— Referring expression data —
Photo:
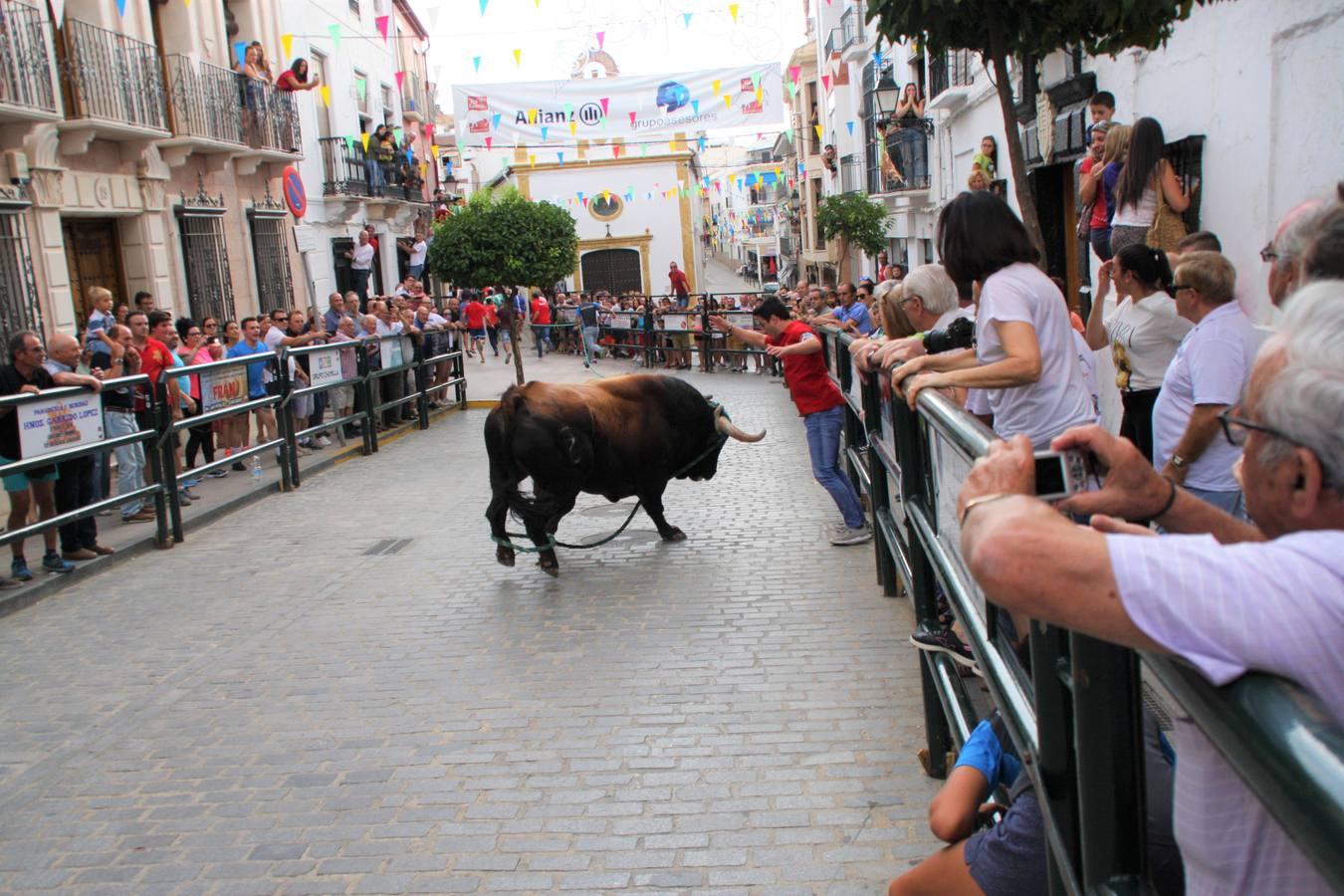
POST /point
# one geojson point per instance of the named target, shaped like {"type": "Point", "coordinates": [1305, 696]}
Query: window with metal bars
{"type": "Point", "coordinates": [210, 288]}
{"type": "Point", "coordinates": [271, 256]}
{"type": "Point", "coordinates": [19, 308]}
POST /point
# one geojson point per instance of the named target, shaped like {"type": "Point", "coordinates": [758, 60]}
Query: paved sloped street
{"type": "Point", "coordinates": [338, 691]}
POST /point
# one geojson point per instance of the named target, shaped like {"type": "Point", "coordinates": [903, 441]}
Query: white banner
{"type": "Point", "coordinates": [326, 368]}
{"type": "Point", "coordinates": [58, 423]}
{"type": "Point", "coordinates": [629, 108]}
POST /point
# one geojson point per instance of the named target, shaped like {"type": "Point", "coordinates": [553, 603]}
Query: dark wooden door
{"type": "Point", "coordinates": [93, 254]}
{"type": "Point", "coordinates": [615, 270]}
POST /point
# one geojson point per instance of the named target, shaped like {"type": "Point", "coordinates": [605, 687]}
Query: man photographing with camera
{"type": "Point", "coordinates": [817, 400]}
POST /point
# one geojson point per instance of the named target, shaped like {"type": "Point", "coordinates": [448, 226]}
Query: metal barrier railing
{"type": "Point", "coordinates": [57, 411]}
{"type": "Point", "coordinates": [227, 388]}
{"type": "Point", "coordinates": [1075, 715]}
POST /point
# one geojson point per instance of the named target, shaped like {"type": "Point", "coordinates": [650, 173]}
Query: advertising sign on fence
{"type": "Point", "coordinates": [60, 423]}
{"type": "Point", "coordinates": [222, 388]}
{"type": "Point", "coordinates": [541, 113]}
{"type": "Point", "coordinates": [327, 368]}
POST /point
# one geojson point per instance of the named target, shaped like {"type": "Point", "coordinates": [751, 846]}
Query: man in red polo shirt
{"type": "Point", "coordinates": [817, 399]}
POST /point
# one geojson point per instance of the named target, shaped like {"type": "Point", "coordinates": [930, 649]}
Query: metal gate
{"type": "Point", "coordinates": [19, 307]}
{"type": "Point", "coordinates": [210, 288]}
{"type": "Point", "coordinates": [271, 254]}
{"type": "Point", "coordinates": [615, 270]}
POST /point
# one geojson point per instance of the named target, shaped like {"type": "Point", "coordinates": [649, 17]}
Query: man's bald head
{"type": "Point", "coordinates": [64, 348]}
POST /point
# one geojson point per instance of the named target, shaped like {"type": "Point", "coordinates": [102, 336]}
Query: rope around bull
{"type": "Point", "coordinates": [552, 543]}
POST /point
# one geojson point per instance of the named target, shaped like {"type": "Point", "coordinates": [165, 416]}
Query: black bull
{"type": "Point", "coordinates": [621, 437]}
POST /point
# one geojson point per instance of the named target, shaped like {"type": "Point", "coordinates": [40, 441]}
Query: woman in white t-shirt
{"type": "Point", "coordinates": [1143, 332]}
{"type": "Point", "coordinates": [1024, 360]}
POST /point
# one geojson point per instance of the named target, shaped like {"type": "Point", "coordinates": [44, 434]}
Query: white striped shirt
{"type": "Point", "coordinates": [1274, 606]}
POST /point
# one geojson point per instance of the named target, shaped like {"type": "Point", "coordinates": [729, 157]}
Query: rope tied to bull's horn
{"type": "Point", "coordinates": [721, 416]}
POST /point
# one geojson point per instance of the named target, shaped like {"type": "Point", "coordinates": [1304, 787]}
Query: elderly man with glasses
{"type": "Point", "coordinates": [1218, 595]}
{"type": "Point", "coordinates": [1203, 380]}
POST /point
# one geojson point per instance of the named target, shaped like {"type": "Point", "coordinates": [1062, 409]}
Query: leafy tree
{"type": "Point", "coordinates": [1028, 30]}
{"type": "Point", "coordinates": [500, 238]}
{"type": "Point", "coordinates": [855, 220]}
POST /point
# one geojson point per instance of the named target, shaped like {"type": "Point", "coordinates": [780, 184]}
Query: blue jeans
{"type": "Point", "coordinates": [824, 448]}
{"type": "Point", "coordinates": [590, 341]}
{"type": "Point", "coordinates": [130, 460]}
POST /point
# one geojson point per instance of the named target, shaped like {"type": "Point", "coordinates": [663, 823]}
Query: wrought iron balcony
{"type": "Point", "coordinates": [905, 144]}
{"type": "Point", "coordinates": [113, 81]}
{"type": "Point", "coordinates": [271, 117]}
{"type": "Point", "coordinates": [27, 87]}
{"type": "Point", "coordinates": [206, 101]}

— What the task requires —
From the first line to the last, please copy the data exactly, with the pictures left out.

— Task response —
Photo:
POST /point
# one geojson point per instance of the named target, shaped like {"type": "Point", "coordinates": [1305, 696]}
Query: window with metal bars
{"type": "Point", "coordinates": [210, 288]}
{"type": "Point", "coordinates": [271, 256]}
{"type": "Point", "coordinates": [19, 308]}
POST /point
# one geojson point per instance of the named target, shaped like {"type": "Point", "coordinates": [758, 60]}
Query: paved sloped street
{"type": "Point", "coordinates": [338, 691]}
POST /point
# one geojson point per instance of the named target, shaped like {"type": "Point", "coordinates": [903, 441]}
Query: white banner
{"type": "Point", "coordinates": [326, 368]}
{"type": "Point", "coordinates": [58, 423]}
{"type": "Point", "coordinates": [629, 108]}
POST /point
# one geojson point per instance of the named target, shaped like {"type": "Point", "coordinates": [553, 603]}
Query: dark wooden door
{"type": "Point", "coordinates": [93, 254]}
{"type": "Point", "coordinates": [615, 270]}
POST /point
# one geojson point per instance of the named target, shaped like {"type": "Point", "coordinates": [605, 687]}
Query: man photographing with camera
{"type": "Point", "coordinates": [817, 400]}
POST /point
# one geojson point per instance of the named target, shaped like {"type": "Point", "coordinates": [448, 226]}
Query: metal barrier railing
{"type": "Point", "coordinates": [57, 411]}
{"type": "Point", "coordinates": [227, 388]}
{"type": "Point", "coordinates": [1075, 715]}
POST /point
# one geojson point per instance of the named target, shaped like {"type": "Point", "coordinates": [650, 173]}
Query: advertising sign on fence
{"type": "Point", "coordinates": [60, 423]}
{"type": "Point", "coordinates": [222, 388]}
{"type": "Point", "coordinates": [541, 113]}
{"type": "Point", "coordinates": [327, 368]}
POST /point
# one geojson point per instance of the named target, shaped like {"type": "Point", "coordinates": [751, 846]}
Query: man in red polo shirt
{"type": "Point", "coordinates": [817, 399]}
POST /point
# one geojson point per instance of the named target, shaped like {"type": "Point", "coordinates": [930, 649]}
Query: metal gate
{"type": "Point", "coordinates": [19, 307]}
{"type": "Point", "coordinates": [210, 288]}
{"type": "Point", "coordinates": [271, 254]}
{"type": "Point", "coordinates": [615, 270]}
POST /point
# one geojson point per instance of the named target, shaped like {"type": "Point", "coordinates": [649, 17]}
Query: man's bald head
{"type": "Point", "coordinates": [64, 348]}
POST /point
# one geojson point per instance of the named target, shaped like {"type": "Point", "coordinates": [102, 336]}
Query: rope around bull
{"type": "Point", "coordinates": [552, 543]}
POST /point
# one geojson point per instance of the named target, shaped like {"type": "Point", "coordinates": [165, 416]}
Query: black bull
{"type": "Point", "coordinates": [621, 437]}
POST /point
# one geojson point per instance of the named target, shaped like {"type": "Point", "coordinates": [40, 441]}
Query: woman in white t-shirt
{"type": "Point", "coordinates": [1143, 332]}
{"type": "Point", "coordinates": [1024, 360]}
POST /point
# one geojson point per instance of the named target, shaped like {"type": "Point", "coordinates": [44, 434]}
Query: white striped shirt
{"type": "Point", "coordinates": [1274, 606]}
POST /point
# one geojson point per instance of the named target, shaped like {"type": "Point", "coordinates": [729, 157]}
Query: rope tied to bull's horn
{"type": "Point", "coordinates": [721, 416]}
POST /point
# one geojson point per instance of the named target, shaped like {"type": "Point", "coordinates": [1304, 787]}
Query: elderly man with glasses
{"type": "Point", "coordinates": [1218, 595]}
{"type": "Point", "coordinates": [1203, 380]}
POST /point
# one geojson point per instance of the named target, shaped like {"type": "Point", "coordinates": [1062, 409]}
Query: leafy tree
{"type": "Point", "coordinates": [1028, 30]}
{"type": "Point", "coordinates": [500, 238]}
{"type": "Point", "coordinates": [855, 220]}
POST /point
# one geojson point per instance of the named target, shaped like {"type": "Point", "coordinates": [780, 184]}
Query: blue jeans
{"type": "Point", "coordinates": [824, 448]}
{"type": "Point", "coordinates": [590, 341]}
{"type": "Point", "coordinates": [130, 460]}
POST /point
# one geojson point per instance of the named target, shaped like {"type": "Point", "coordinates": [663, 823]}
Query: wrought iron balcony
{"type": "Point", "coordinates": [905, 144]}
{"type": "Point", "coordinates": [113, 81]}
{"type": "Point", "coordinates": [271, 117]}
{"type": "Point", "coordinates": [27, 87]}
{"type": "Point", "coordinates": [206, 101]}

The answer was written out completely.